GIVEN RECORDS:
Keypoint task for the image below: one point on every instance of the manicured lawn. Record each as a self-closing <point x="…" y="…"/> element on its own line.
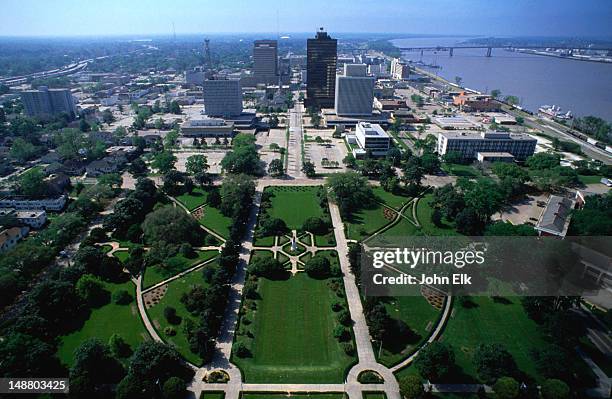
<point x="365" y="222"/>
<point x="173" y="298"/>
<point x="216" y="221"/>
<point x="461" y="170"/>
<point x="106" y="321"/>
<point x="121" y="255"/>
<point x="590" y="179"/>
<point x="293" y="334"/>
<point x="486" y="321"/>
<point x="328" y="240"/>
<point x="297" y="395"/>
<point x="155" y="274"/>
<point x="193" y="200"/>
<point x="392" y="200"/>
<point x="294" y="205"/>
<point x="419" y="315"/>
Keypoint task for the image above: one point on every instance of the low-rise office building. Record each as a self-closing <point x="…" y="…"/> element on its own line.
<point x="370" y="137"/>
<point x="468" y="144"/>
<point x="207" y="127"/>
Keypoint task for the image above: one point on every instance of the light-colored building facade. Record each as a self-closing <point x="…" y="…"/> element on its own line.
<point x="222" y="98"/>
<point x="45" y="103"/>
<point x="207" y="127"/>
<point x="470" y="144"/>
<point x="354" y="91"/>
<point x="371" y="137"/>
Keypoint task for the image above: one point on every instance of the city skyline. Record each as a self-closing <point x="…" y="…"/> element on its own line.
<point x="544" y="18"/>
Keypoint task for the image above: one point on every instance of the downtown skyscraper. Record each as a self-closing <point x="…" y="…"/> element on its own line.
<point x="321" y="60"/>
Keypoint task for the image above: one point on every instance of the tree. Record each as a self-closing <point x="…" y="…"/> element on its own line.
<point x="543" y="160"/>
<point x="555" y="389"/>
<point x="276" y="168"/>
<point x="318" y="267"/>
<point x="23" y="150"/>
<point x="506" y="388"/>
<point x="164" y="161"/>
<point x="172" y="225"/>
<point x="493" y="361"/>
<point x="309" y="169"/>
<point x="32" y="184"/>
<point x="411" y="387"/>
<point x="350" y="191"/>
<point x="435" y="361"/>
<point x="91" y="290"/>
<point x="175" y="108"/>
<point x="174" y="388"/>
<point x="196" y="164"/>
<point x="316" y="226"/>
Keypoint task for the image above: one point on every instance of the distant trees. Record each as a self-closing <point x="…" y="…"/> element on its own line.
<point x="243" y="158"/>
<point x="350" y="191"/>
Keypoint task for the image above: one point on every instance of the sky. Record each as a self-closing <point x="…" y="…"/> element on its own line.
<point x="458" y="17"/>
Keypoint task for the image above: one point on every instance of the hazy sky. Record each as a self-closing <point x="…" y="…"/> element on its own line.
<point x="133" y="17"/>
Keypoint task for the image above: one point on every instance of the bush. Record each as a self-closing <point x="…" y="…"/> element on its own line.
<point x="341" y="334"/>
<point x="241" y="350"/>
<point x="344" y="317"/>
<point x="122" y="297"/>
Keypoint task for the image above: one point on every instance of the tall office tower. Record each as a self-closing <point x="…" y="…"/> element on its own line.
<point x="45" y="103"/>
<point x="321" y="60"/>
<point x="354" y="91"/>
<point x="265" y="61"/>
<point x="222" y="98"/>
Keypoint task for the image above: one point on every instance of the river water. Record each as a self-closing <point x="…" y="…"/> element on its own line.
<point x="583" y="87"/>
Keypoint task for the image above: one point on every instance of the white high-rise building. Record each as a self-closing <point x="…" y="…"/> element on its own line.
<point x="265" y="61"/>
<point x="354" y="91"/>
<point x="222" y="98"/>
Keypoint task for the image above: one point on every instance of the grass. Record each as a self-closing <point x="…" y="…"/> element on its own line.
<point x="105" y="321"/>
<point x="212" y="395"/>
<point x="293" y="340"/>
<point x="461" y="170"/>
<point x="157" y="273"/>
<point x="366" y="221"/>
<point x="328" y="240"/>
<point x="419" y="315"/>
<point x="191" y="201"/>
<point x="294" y="205"/>
<point x="487" y="321"/>
<point x="172" y="298"/>
<point x="298" y="395"/>
<point x="216" y="221"/>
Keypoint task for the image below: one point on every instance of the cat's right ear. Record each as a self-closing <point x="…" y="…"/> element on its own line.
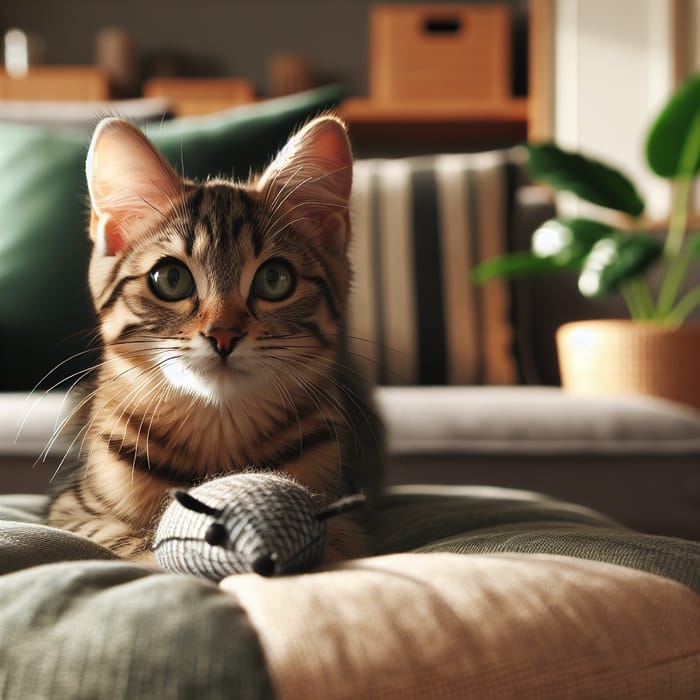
<point x="131" y="186"/>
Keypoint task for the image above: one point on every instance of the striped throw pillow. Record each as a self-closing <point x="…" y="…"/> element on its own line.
<point x="419" y="226"/>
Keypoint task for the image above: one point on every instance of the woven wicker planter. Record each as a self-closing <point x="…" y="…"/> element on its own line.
<point x="622" y="357"/>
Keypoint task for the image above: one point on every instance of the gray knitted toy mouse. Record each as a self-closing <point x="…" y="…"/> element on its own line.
<point x="260" y="522"/>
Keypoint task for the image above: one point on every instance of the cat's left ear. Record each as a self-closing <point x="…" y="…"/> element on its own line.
<point x="131" y="185"/>
<point x="310" y="182"/>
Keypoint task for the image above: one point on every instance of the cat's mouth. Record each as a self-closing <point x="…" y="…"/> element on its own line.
<point x="210" y="378"/>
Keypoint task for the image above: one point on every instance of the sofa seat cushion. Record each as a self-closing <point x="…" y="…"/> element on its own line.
<point x="483" y="626"/>
<point x="428" y="623"/>
<point x="635" y="458"/>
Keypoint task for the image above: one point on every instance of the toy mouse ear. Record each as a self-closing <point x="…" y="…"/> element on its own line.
<point x="191" y="503"/>
<point x="342" y="505"/>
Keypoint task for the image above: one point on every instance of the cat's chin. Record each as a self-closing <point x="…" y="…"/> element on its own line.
<point x="213" y="385"/>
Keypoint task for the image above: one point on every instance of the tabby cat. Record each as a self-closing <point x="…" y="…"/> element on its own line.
<point x="220" y="307"/>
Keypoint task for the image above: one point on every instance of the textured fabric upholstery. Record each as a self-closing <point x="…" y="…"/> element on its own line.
<point x="547" y="599"/>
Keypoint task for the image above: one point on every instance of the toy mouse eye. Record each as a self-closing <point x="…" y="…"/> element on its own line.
<point x="216" y="534"/>
<point x="265" y="565"/>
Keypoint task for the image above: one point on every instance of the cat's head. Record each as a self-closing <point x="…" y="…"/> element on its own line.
<point x="209" y="287"/>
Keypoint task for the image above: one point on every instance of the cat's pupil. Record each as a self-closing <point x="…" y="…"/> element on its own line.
<point x="272" y="276"/>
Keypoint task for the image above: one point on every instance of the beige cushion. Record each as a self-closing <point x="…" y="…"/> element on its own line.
<point x="483" y="626"/>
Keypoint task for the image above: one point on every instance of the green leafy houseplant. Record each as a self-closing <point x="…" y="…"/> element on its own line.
<point x="617" y="252"/>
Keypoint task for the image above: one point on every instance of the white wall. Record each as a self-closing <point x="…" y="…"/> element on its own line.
<point x="614" y="69"/>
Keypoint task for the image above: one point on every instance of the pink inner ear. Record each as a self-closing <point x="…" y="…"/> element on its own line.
<point x="113" y="238"/>
<point x="131" y="184"/>
<point x="330" y="146"/>
<point x="313" y="177"/>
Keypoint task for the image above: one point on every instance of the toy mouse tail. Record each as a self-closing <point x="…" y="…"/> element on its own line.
<point x="342" y="505"/>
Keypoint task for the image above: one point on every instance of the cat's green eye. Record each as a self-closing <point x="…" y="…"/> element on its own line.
<point x="274" y="280"/>
<point x="170" y="280"/>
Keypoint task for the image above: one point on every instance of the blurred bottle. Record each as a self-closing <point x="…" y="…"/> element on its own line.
<point x="115" y="52"/>
<point x="22" y="50"/>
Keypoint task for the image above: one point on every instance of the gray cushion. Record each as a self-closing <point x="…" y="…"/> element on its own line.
<point x="85" y="628"/>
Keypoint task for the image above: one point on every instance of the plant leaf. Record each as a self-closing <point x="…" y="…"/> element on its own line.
<point x="694" y="245"/>
<point x="568" y="240"/>
<point x="616" y="260"/>
<point x="589" y="179"/>
<point x="518" y="264"/>
<point x="669" y="134"/>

PROBLEM STATEMENT:
All of the material shown above needs to be duplicated exactly. Omit every picture.

FINISHED TASK:
Keypoint task for the image below: one point on every instance of the manicured lawn. Record each as a self-closing <point x="…" y="…"/> element on its own line.
<point x="365" y="222"/>
<point x="173" y="298"/>
<point x="216" y="221"/>
<point x="461" y="170"/>
<point x="106" y="321"/>
<point x="121" y="255"/>
<point x="590" y="179"/>
<point x="293" y="334"/>
<point x="486" y="321"/>
<point x="328" y="240"/>
<point x="297" y="395"/>
<point x="155" y="274"/>
<point x="193" y="200"/>
<point x="392" y="200"/>
<point x="294" y="205"/>
<point x="419" y="315"/>
Keypoint task for the image above: one point on every instance of the low-rise office building. Record each as a self-closing <point x="…" y="…"/> element on its own line.
<point x="370" y="137"/>
<point x="468" y="144"/>
<point x="207" y="127"/>
Keypoint task for the image above: one point on every instance of the light-colored building facade. Record each as a self-closing <point x="…" y="…"/> element on its own line.
<point x="222" y="98"/>
<point x="45" y="103"/>
<point x="207" y="127"/>
<point x="470" y="144"/>
<point x="354" y="91"/>
<point x="371" y="137"/>
Keypoint task for the image above: one point on every instance of the city skyline. Record each as a self-closing <point x="…" y="…"/> element on its own line.
<point x="544" y="18"/>
Keypoint task for the image above: one point on every instance of the downtown skyscraper. Record each as a self-closing <point x="…" y="…"/> element on its own line.
<point x="321" y="60"/>
Keypoint task for the image above: one point on every instance of the tree. Record each as a self-closing <point x="…" y="…"/> element on its own line.
<point x="543" y="160"/>
<point x="555" y="389"/>
<point x="276" y="168"/>
<point x="318" y="267"/>
<point x="23" y="150"/>
<point x="506" y="388"/>
<point x="164" y="161"/>
<point x="172" y="225"/>
<point x="493" y="361"/>
<point x="309" y="169"/>
<point x="32" y="184"/>
<point x="411" y="387"/>
<point x="350" y="191"/>
<point x="435" y="361"/>
<point x="91" y="290"/>
<point x="175" y="108"/>
<point x="174" y="388"/>
<point x="196" y="164"/>
<point x="316" y="226"/>
Keypoint task for the image above: one point on every instance of the distant trees. Record each as a self-closing <point x="…" y="…"/> element on its own line.
<point x="243" y="158"/>
<point x="350" y="191"/>
Keypoint task for the image above: one point on every instance of the sky. Record each as a self-closing <point x="…" y="…"/> element on its own line.
<point x="458" y="17"/>
Keypoint task for the image above: one point on every instance of the hazy sky. Record each as a self-closing <point x="…" y="…"/> element on its own line.
<point x="133" y="17"/>
Keypoint task for the image above: one point on every instance of the bush. Record each as a self-closing <point x="…" y="…"/> element on its own line.
<point x="341" y="334"/>
<point x="241" y="350"/>
<point x="344" y="317"/>
<point x="122" y="297"/>
Keypoint task for the image above: one point on every instance of the tall office tower. Record each as a self-closing <point x="…" y="…"/> element on its own line.
<point x="45" y="103"/>
<point x="321" y="60"/>
<point x="354" y="91"/>
<point x="265" y="61"/>
<point x="222" y="98"/>
Keypoint task for the image above: one point on every instance of the river water. Record each as a self-closing <point x="…" y="…"/> element on its own line.
<point x="583" y="87"/>
Keypoint task for the image above: one point on every instance of the white high-rise building. Record each as a self-closing <point x="…" y="…"/> element on its own line.
<point x="265" y="61"/>
<point x="354" y="91"/>
<point x="222" y="98"/>
Keypoint task for the image above: one point on every instance of the grass. Record each as a self-closing <point x="…" y="…"/> element on its own line.
<point x="105" y="321"/>
<point x="212" y="395"/>
<point x="293" y="340"/>
<point x="461" y="170"/>
<point x="157" y="273"/>
<point x="366" y="221"/>
<point x="328" y="240"/>
<point x="419" y="315"/>
<point x="191" y="201"/>
<point x="294" y="205"/>
<point x="487" y="321"/>
<point x="172" y="298"/>
<point x="298" y="395"/>
<point x="216" y="221"/>
Keypoint task for the image below: one point on every instance of the cat's right ear. Record each as a self-closing <point x="…" y="…"/> element on its own line.
<point x="131" y="186"/>
Keypoint task for the image above: one point on every instance of the striped throw pillow. Record each as a self-closing <point x="…" y="…"/> element on its own line.
<point x="419" y="226"/>
Keypoint task for the image above: one point on every instance of the woven wicker planter. Record each as a self-closing <point x="…" y="…"/> element on its own line.
<point x="622" y="357"/>
Keypoint task for the image above: one point on every instance of the gray knitted toy mouse. Record each as a self-closing <point x="…" y="…"/> element on its own line.
<point x="260" y="522"/>
Keypoint task for the image above: one point on every instance of the cat's left ear. Record each as a self-closing <point x="…" y="…"/> element on its own line.
<point x="131" y="185"/>
<point x="310" y="182"/>
Keypoint task for the image above: one point on every instance of the cat's mouth. Record each as a self-closing <point x="…" y="…"/> element on its own line.
<point x="210" y="378"/>
Keypoint task for the image above: one point on every instance of the sofa seat cushion. Record each as a self-closing <point x="…" y="…"/> element on its own line.
<point x="483" y="626"/>
<point x="428" y="623"/>
<point x="635" y="458"/>
Keypoint task for the image above: one point on every instance of the toy mouse ear. Record each as a self-closing <point x="…" y="…"/> element on its own line.
<point x="191" y="503"/>
<point x="342" y="505"/>
Keypoint task for the image above: one point on every instance of the cat's chin. Record each as a self-closing <point x="…" y="…"/> element on its own line.
<point x="213" y="385"/>
Keypoint task for the image above: one point on every instance of the tabby cat. Record each as a self-closing <point x="…" y="…"/> element on its own line.
<point x="220" y="307"/>
Keypoint task for the image above: one point on every instance of the textured fabric upholstery. Record each as a self-closing <point x="…" y="…"/> element on its own line.
<point x="547" y="599"/>
Keypoint task for the image above: one point on every instance of the toy mouse eye. Record each as a self-closing <point x="…" y="…"/> element on its own line.
<point x="216" y="534"/>
<point x="265" y="565"/>
Keypoint task for the image above: one point on every instance of the cat's head. Record each as a self-closing <point x="…" y="…"/> element on its own line.
<point x="209" y="287"/>
Keypoint task for the image above: one point on every instance of the cat's pupil. Record each as a self-closing <point x="…" y="…"/> element on its own line.
<point x="272" y="276"/>
Keypoint task for the image above: one point on every instance of the beige cushion. Record each as a self-closing <point x="…" y="…"/> element on its own line.
<point x="483" y="626"/>
Keypoint task for the image above: one point on every instance of the green leafy houseplant. Record each as a self-closing <point x="…" y="…"/> element on its own line.
<point x="617" y="252"/>
Keypoint task for the image above: one point on every instance of the white wall. Record each as a self-closing <point x="…" y="…"/> element on its own line.
<point x="614" y="69"/>
Keypoint task for the image above: one point on every instance of the pink inner ear. Record each as a self-closing <point x="…" y="…"/> element on its own line.
<point x="113" y="238"/>
<point x="131" y="184"/>
<point x="330" y="146"/>
<point x="313" y="177"/>
Keypoint task for the image above: one point on every instance of the toy mouse tail. Record each as a self-closing <point x="…" y="…"/> element on its own line.
<point x="342" y="505"/>
Keypoint task for the image above: one point on every instance of the cat's green eye. Record each as a self-closing <point x="…" y="…"/> element on its own line.
<point x="274" y="280"/>
<point x="170" y="280"/>
Keypoint task for the image above: one point on every instance of the blurred bottle. Record each as a self-closing <point x="…" y="…"/> element on its own line.
<point x="115" y="52"/>
<point x="22" y="50"/>
Keypoint task for the image above: one point on every instance of the gray cushion. Record each as a self-closing <point x="…" y="…"/> element on its own line.
<point x="85" y="628"/>
Keypoint task for the image above: one point on every instance of the plant leaf. Record each as a self-closing <point x="…" y="…"/> element on its own line.
<point x="694" y="245"/>
<point x="568" y="240"/>
<point x="616" y="260"/>
<point x="589" y="179"/>
<point x="518" y="264"/>
<point x="669" y="134"/>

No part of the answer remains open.